-- Start Record set --

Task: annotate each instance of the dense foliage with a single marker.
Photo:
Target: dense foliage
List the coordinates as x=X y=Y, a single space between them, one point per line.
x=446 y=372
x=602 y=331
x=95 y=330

-- End Record set --

» **Goal**:
Can you retype every line of the records above, with nothing changed?

» **Expected answer**:
Task: annotate each instance of the dense foliage with a single marker.
Photo:
Target: dense foliage
List the coordinates as x=X y=Y, a single space between them, one point per line.
x=446 y=372
x=602 y=331
x=95 y=330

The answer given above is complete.